WRITTEN INSTRUCTION
Leave out any picture and return the remaining listing below exactly as given.

PROVIDED DATA
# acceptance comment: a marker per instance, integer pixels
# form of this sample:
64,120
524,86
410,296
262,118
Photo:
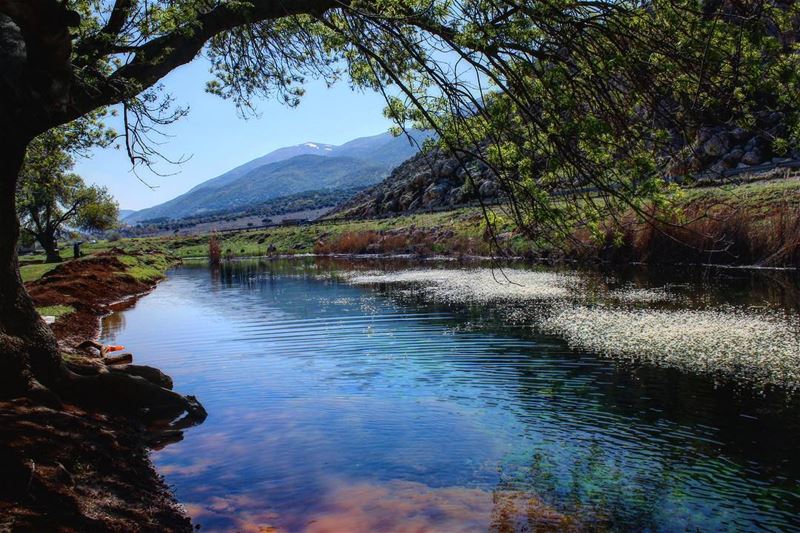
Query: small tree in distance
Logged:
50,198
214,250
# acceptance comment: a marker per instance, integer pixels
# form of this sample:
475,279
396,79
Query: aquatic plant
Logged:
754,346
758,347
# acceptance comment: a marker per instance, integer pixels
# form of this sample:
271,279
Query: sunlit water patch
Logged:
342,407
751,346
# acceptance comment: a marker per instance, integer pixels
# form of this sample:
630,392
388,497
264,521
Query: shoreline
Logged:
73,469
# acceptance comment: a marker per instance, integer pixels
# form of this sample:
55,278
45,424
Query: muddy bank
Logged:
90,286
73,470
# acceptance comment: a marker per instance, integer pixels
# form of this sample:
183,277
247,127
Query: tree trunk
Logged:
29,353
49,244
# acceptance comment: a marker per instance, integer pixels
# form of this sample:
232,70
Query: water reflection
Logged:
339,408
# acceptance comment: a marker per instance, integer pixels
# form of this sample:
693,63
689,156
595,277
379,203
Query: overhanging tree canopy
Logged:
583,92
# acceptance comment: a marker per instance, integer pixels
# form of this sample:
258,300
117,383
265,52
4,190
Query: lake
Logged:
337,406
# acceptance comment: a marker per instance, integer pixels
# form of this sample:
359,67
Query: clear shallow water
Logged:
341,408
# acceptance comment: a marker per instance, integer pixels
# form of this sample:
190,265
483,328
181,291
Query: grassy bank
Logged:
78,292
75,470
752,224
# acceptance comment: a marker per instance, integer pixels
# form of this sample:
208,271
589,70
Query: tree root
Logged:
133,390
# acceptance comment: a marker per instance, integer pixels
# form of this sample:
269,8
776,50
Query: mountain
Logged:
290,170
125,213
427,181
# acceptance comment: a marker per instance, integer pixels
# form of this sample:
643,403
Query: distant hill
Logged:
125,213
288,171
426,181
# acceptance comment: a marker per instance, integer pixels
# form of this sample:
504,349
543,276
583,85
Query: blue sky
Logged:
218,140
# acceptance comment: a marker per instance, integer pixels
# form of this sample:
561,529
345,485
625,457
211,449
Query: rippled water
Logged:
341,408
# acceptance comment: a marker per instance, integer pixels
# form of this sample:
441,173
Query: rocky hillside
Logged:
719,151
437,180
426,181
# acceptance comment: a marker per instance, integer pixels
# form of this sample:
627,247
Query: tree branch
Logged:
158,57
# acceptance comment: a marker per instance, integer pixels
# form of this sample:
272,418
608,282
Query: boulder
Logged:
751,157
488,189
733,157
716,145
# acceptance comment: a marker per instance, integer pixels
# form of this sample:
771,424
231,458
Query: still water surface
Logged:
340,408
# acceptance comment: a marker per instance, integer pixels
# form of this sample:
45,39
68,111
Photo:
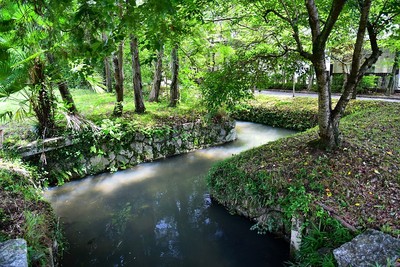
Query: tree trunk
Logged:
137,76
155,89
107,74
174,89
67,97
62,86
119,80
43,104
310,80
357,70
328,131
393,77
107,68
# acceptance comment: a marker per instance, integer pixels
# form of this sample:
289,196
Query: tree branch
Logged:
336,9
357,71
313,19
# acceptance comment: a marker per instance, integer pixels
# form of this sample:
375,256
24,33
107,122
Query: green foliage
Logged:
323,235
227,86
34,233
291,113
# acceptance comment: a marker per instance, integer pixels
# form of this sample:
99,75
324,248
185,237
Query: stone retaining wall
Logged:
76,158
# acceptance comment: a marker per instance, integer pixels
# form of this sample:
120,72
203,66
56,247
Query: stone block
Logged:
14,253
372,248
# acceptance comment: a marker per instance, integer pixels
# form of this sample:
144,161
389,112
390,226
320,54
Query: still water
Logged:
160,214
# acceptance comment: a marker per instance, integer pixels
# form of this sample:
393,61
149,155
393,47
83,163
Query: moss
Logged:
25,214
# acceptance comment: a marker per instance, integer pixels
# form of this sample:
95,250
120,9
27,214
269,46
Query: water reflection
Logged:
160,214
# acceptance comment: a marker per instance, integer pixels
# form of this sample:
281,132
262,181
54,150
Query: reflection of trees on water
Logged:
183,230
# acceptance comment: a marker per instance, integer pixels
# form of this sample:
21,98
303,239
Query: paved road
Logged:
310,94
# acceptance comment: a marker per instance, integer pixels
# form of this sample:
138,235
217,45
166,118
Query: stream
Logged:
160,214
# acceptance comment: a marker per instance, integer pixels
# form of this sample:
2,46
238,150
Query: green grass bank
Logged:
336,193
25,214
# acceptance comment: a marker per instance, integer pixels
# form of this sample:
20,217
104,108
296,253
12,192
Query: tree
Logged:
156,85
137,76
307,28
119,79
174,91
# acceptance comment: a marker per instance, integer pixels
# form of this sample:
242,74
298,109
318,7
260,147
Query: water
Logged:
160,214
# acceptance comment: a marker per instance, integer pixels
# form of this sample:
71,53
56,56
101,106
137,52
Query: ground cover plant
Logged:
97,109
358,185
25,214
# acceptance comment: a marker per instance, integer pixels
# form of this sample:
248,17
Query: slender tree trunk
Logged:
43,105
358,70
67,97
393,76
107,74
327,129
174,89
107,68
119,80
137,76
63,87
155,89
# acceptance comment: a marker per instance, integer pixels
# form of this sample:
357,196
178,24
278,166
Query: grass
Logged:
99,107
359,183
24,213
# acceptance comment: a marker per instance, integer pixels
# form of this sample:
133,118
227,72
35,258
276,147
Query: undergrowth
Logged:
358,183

EXERCISE ANSWER
# acceptance comment: a marker per instance, integer pixels
# form of this sample:
64,120
524,86
410,296
262,118
Photo:
Query: small tree in distance
Logged:
50,198
214,250
# acceptance comment: a marker per instance, integer pixels
# form of this sample:
475,279
396,79
Query: aquatic plant
Logged:
754,346
758,347
# acceptance comment: a marker per instance, integer pixels
# form of this sample:
271,279
Query: sunlit water patch
Logged:
342,407
751,346
# acceptance comment: a marker per instance, integer pixels
# form of this sample:
630,392
388,497
264,521
Query: shoreline
Logged:
73,469
# acceptance comment: a marker per instance, integer pixels
# form of this sample:
55,278
45,424
Query: muddy bank
Logged:
90,286
73,470
# acceptance comment: a marker per instance, integer pixels
# form of this sample:
183,277
247,127
Query: tree trunk
Logged:
29,353
49,244
# acceptance comment: a marker per instance, integer pixels
# form of this sample:
232,70
Query: water reflection
Logged:
339,408
# acceptance comment: a marker per instance, integer pixels
# form of this sample:
693,63
689,156
595,277
379,203
Query: overhanging tree canopy
Logged:
583,92
# acceptance comment: a marker per instance, integer pixels
# form of this sample:
258,300
117,383
265,52
4,190
Query: lake
Logged:
337,406
# acceptance comment: a marker per instance, integer pixels
# form of this sample:
359,67
Query: clear shallow water
Logged:
341,408
# acceptance comment: a marker per instance, integer pixels
# form of this sample:
190,265
483,328
181,291
Query: grassy bank
Logged:
78,292
75,470
752,224
# acceptance comment: a marker per instance, integer pixels
# form of this sample:
208,271
589,70
Query: tree root
Logged:
133,390
# acceptance comment: a marker per instance, integer pixels
# form of this sample:
269,8
776,50
Query: mountain
Logged:
290,170
125,213
427,181
# acceptance comment: a marker per instance, integer pixels
# form of this sample:
643,403
Query: distant hill
Logged:
125,213
288,171
426,181
# acceptance comment: a marker per instance, integer pixels
# form of this sample:
504,349
543,276
583,85
Query: blue sky
Logged:
218,140
# acceptance comment: a marker per instance, integer pixels
# form of this sample:
561,529
345,485
625,457
211,449
Query: rippled water
Logged:
341,408
# acceptance comment: a marker per instance, integer pixels
# form of this sample:
441,173
Query: rocky hillside
Logged:
719,151
437,180
426,181
# acceptance comment: a marker per instance, integer pixels
# form of this sample:
627,247
Query: tree branch
Logged:
158,57
# acceptance comment: a marker per instance, integer pixels
# form of this sample:
272,418
608,282
Query: boulder
Logged:
751,157
488,189
733,157
716,145
# acceptance comment: a marker per instance, integer pixels
# form of this sample:
771,424
231,458
Query: still water surface
Logged:
340,408
# acceptance comment: a marker per instance, integer pixels
# form of this sample:
45,39
68,111
Photo:
Query: tree trunk
Logged:
137,76
155,89
107,74
174,89
67,97
62,86
119,80
43,104
310,80
357,70
328,131
393,77
107,68
# acceptance comment: a marker per instance, integer pixels
# form of this sample:
289,196
Query: tree branch
Logged:
336,9
357,71
313,19
# acceptance comment: a marker per instance, integer pixels
# form of this sample:
375,256
24,33
107,122
Query: green foliage
Logged:
323,235
227,86
34,233
291,113
# acceptance comment: a marker per instance, integer pixels
# form of this sample:
99,75
324,248
185,237
Query: stone retaining wall
Logged:
76,158
# acceptance comment: a marker per instance, integer pixels
# form of this sample:
120,72
203,66
56,247
Query: stone block
Logged:
14,253
372,248
# acceptance comment: a marker per instance, integer pixels
# form of this sample:
144,161
389,112
390,226
320,54
Query: still water
Logged:
160,214
# acceptance comment: a marker per instance, integer pixels
# form of this sample:
393,61
149,155
393,47
83,163
Query: moss
Logged:
25,214
# acceptance comment: a marker per instance, integer pixels
# form of this sample:
95,250
120,9
27,214
269,46
Query: water reflection
Logged:
160,214
# acceptance comment: a marker per instance, integer pixels
# form of this sample:
281,132
262,181
54,150
Query: reflection of trees on water
Logged:
183,230
# acceptance comment: a marker per instance, integer pixels
# form of this sample:
21,98
303,239
Query: paved road
Logged:
310,94
# acceptance comment: a marker per instance, integer pixels
# form of this sample:
138,235
217,45
166,118
Query: stream
Logged:
160,214
# acceptance comment: a marker per instance, integer pixels
# form of this sample:
2,46
238,150
Query: green grass bank
Logged:
336,193
25,214
# acceptance comment: a marker per instance, integer pixels
# form of this sample:
20,217
104,108
296,253
12,192
Query: tree
Logged:
156,85
137,76
307,28
119,79
174,91
# acceptance comment: a marker per instance, integer pixels
# form of this sample:
242,74
298,109
318,7
260,147
Query: water
Logged:
160,214
# acceptance comment: a marker per instance, integer pixels
# form of this sample:
71,53
56,56
101,106
137,52
Query: ground cover plant
Logged:
97,109
358,185
25,214
# acceptance comment: a marker per instance, integer pixels
# form of this sample:
248,17
Query: slender tree trunk
Logged:
43,105
358,70
67,97
393,76
107,74
327,129
174,89
107,68
119,80
137,76
63,87
155,89
# acceptance comment: a marker per instance, integer pixels
# form of this sample:
357,196
178,24
278,166
Query: grass
Logged:
99,107
359,183
24,213
# acceptance comment: a marker per instance, integer pixels
# form of this sample:
133,118
227,72
35,258
276,147
Query: undergrowth
Logged:
358,183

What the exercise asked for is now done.